DOCUMENT EXCERPT START
Some common examples of synthetics include:

  • Polyester
  • Nylon
  • Acrylic
  • Spandex
  • Acetate

 

 
Natural Fibers

 

Are derived from natural sources such as plants and animals. Unlike most synthetic fibers, they are less susceptible to heat and cold, meaning they experience no shrinkage or fragility. Their chemical composition allows them to naturally break down, creating less physical waste on the planet. 

 

Some common examples of natural fibers include:

  • Cotton
  • Wool
  • Linen
  • Flax
  • Silk

 

While we may be quick to sometimes judge the premium price tags, natural fibers prevent tremendous environmental damage. They compensate for the use of many resources in production with its ability to biodegrade and create less waste. 

 

 

The Costs of Synthetic Material

 

Uncomfortable
Prone to trap heat (and everything else), unable to absorb sweat and not skin friendly. Can agitate skin allergies leading to clogged pores and rashes.
 
Microplastics
Account for 85% of human-made material found in the ocean. When washing fabrics, they often do not get detected in water treatment plants and end up in our water systems. These plastic clothing fibers accumulate in our food chain and threaten marine wildlife.
 
Unhealthy
Production requires the use of toxic chemicals including ammonia and formaldehyde. These chemicals can be transferred from the clothing and absorbed into our bodies.
 
Damaging
The resources and chemicals used in the production of synthetic fibers can create lasting and detrimental effects on our planet. Production is carbon-intensive, dangerous chemicals used end up in our water supplies and fibers are difficult to decompose, accumulating as piles of waste in our landfills.
DOCUMENT EXCERPT END
PROVIDED RECORDS START
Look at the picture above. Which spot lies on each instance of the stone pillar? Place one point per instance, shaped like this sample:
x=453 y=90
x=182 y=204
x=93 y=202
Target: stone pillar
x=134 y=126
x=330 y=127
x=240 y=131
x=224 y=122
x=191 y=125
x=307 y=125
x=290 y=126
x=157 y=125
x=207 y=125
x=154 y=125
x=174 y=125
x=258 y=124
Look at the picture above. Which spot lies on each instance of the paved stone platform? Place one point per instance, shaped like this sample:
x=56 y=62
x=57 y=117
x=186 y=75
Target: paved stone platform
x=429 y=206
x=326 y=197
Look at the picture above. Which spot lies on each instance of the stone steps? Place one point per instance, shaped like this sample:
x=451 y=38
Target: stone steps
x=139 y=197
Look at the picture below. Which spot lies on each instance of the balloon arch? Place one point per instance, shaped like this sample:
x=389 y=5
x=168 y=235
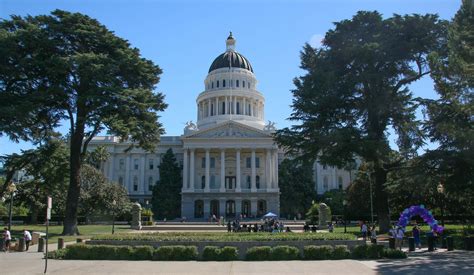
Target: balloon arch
x=419 y=210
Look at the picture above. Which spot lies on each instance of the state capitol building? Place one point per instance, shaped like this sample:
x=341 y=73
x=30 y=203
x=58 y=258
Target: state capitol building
x=229 y=158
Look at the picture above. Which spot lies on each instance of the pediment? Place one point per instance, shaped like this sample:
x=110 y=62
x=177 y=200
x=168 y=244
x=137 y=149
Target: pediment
x=230 y=130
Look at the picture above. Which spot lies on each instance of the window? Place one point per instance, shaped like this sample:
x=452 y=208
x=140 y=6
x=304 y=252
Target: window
x=150 y=184
x=135 y=183
x=213 y=162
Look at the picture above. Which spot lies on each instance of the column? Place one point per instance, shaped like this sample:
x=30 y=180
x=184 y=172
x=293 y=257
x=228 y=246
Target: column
x=222 y=187
x=254 y=172
x=142 y=189
x=191 y=171
x=238 y=177
x=185 y=169
x=208 y=163
x=268 y=169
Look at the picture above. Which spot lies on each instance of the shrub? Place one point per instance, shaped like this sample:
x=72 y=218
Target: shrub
x=142 y=253
x=229 y=253
x=284 y=252
x=211 y=253
x=341 y=252
x=394 y=254
x=375 y=251
x=258 y=253
x=312 y=252
x=359 y=252
x=175 y=253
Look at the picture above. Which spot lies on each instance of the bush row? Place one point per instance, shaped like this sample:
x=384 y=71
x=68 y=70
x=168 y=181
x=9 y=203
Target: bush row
x=227 y=253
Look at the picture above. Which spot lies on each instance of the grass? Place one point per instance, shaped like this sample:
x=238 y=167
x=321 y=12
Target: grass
x=86 y=231
x=226 y=237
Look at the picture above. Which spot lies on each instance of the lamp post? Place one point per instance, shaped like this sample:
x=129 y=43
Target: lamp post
x=344 y=203
x=440 y=189
x=114 y=203
x=11 y=189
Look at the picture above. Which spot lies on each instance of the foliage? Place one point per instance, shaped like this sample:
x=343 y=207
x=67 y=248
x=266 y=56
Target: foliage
x=223 y=236
x=166 y=198
x=214 y=253
x=323 y=252
x=295 y=180
x=176 y=253
x=258 y=253
x=69 y=67
x=356 y=89
x=284 y=253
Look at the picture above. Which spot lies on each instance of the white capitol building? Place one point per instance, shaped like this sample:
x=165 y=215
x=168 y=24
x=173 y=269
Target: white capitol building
x=229 y=158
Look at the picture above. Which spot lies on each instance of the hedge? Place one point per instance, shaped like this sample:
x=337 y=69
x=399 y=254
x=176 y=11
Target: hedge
x=214 y=253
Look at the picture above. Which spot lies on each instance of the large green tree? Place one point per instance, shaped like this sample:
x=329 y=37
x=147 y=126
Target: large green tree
x=296 y=187
x=450 y=118
x=166 y=198
x=67 y=68
x=356 y=89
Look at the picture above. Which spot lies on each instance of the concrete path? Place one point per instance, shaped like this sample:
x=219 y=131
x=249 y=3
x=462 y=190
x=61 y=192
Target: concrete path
x=455 y=262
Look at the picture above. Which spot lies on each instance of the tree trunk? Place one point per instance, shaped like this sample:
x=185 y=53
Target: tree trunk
x=74 y=189
x=381 y=199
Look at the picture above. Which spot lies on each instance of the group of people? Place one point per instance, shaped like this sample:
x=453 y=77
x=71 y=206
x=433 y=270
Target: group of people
x=7 y=238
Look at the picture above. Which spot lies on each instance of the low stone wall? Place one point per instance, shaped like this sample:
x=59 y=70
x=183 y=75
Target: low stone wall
x=241 y=246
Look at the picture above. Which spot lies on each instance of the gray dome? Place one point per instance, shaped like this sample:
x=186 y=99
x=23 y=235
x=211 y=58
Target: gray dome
x=231 y=59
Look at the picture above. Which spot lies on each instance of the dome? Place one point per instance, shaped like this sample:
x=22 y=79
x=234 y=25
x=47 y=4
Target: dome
x=230 y=58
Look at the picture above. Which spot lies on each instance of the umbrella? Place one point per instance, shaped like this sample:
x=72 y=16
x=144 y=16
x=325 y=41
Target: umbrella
x=270 y=215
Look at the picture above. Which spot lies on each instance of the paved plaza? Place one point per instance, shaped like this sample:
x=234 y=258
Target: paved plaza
x=455 y=262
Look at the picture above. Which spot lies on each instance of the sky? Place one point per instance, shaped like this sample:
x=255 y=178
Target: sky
x=184 y=37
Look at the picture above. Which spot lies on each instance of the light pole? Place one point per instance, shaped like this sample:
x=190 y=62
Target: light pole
x=440 y=189
x=11 y=189
x=344 y=203
x=114 y=203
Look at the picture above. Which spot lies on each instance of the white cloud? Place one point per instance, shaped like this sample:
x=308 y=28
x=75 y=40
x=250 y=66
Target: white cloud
x=316 y=40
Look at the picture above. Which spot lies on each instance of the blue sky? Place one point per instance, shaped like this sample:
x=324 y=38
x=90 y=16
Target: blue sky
x=184 y=37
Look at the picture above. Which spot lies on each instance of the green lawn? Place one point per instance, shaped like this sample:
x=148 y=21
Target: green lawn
x=86 y=231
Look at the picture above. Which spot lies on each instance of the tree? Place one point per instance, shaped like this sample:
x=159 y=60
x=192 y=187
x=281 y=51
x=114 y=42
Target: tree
x=450 y=118
x=296 y=187
x=98 y=194
x=356 y=89
x=166 y=198
x=68 y=67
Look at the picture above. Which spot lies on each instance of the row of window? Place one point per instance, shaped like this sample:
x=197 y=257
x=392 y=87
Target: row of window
x=248 y=162
x=136 y=166
x=237 y=84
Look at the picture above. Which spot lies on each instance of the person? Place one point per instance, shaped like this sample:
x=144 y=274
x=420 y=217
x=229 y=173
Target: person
x=363 y=230
x=399 y=238
x=27 y=236
x=373 y=235
x=416 y=235
x=7 y=237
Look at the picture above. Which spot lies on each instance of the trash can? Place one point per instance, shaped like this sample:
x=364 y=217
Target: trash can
x=391 y=243
x=411 y=244
x=450 y=243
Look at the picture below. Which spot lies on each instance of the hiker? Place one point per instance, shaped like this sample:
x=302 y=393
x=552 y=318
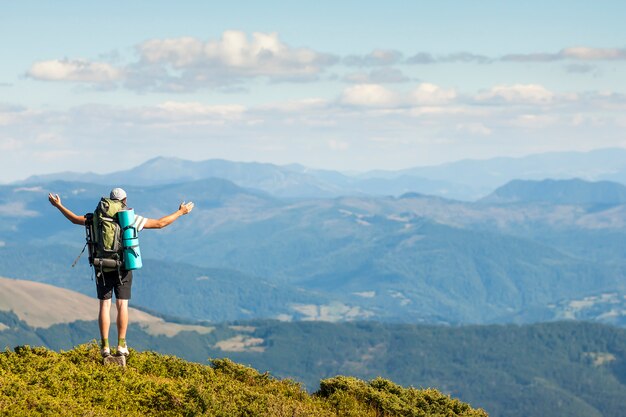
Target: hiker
x=118 y=281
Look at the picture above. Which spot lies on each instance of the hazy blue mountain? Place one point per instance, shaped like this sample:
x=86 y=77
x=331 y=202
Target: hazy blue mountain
x=603 y=164
x=165 y=286
x=280 y=181
x=564 y=192
x=554 y=369
x=465 y=180
x=410 y=258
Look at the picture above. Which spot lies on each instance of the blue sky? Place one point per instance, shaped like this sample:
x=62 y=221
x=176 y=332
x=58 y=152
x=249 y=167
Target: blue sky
x=342 y=85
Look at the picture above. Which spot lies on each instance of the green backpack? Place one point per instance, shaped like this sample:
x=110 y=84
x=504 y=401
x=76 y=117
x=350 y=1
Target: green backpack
x=106 y=250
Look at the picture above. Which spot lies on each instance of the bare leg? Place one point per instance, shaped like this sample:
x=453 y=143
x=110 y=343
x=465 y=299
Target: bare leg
x=104 y=318
x=122 y=318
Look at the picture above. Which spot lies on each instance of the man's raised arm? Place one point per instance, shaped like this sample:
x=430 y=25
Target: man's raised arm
x=55 y=200
x=183 y=209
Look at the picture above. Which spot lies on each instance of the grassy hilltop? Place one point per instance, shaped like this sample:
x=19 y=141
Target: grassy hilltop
x=38 y=381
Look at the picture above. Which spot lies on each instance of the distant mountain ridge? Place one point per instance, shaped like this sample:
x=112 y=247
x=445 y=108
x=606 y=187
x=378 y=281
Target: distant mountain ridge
x=567 y=192
x=413 y=258
x=464 y=180
x=570 y=368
PROVIDED RECORDS END
**EXPLORE THE MATERIAL**
A) How would you translate this sentence from the text on natural and synthetic fibers into Spanish: "Production requires the use of toxic chemicals including ammonia and formaldehyde."
B) Could you edit the text on natural and synthetic fibers, starting at "While we may" and ending at "pores and rashes.", so that "tremendous" is replaced by "significant"?
C) Which natural fibers does the text on natural and synthetic fibers give as common examples?

**EXERCISE RESULTS**
A) La producción requiere el uso de sustancias químicas tóxicas, entre ellas el amoníaco y el formaldehído.

B)
While we may be quick to sometimes judge the premium price tags, natural fibers prevent significant environmental damage. They compensate for the use of many resources in production with its ability to biodegrade and create less waste. 

 

 

The Costs of Synthetic Material

 

Uncomfortable
Prone to trap heat (and everything else), unable to absorb sweat and not skin friendly. Can agitate skin allergies leading to clogged pores and rashes.

C) Cotton, wool, linen, flax and silk.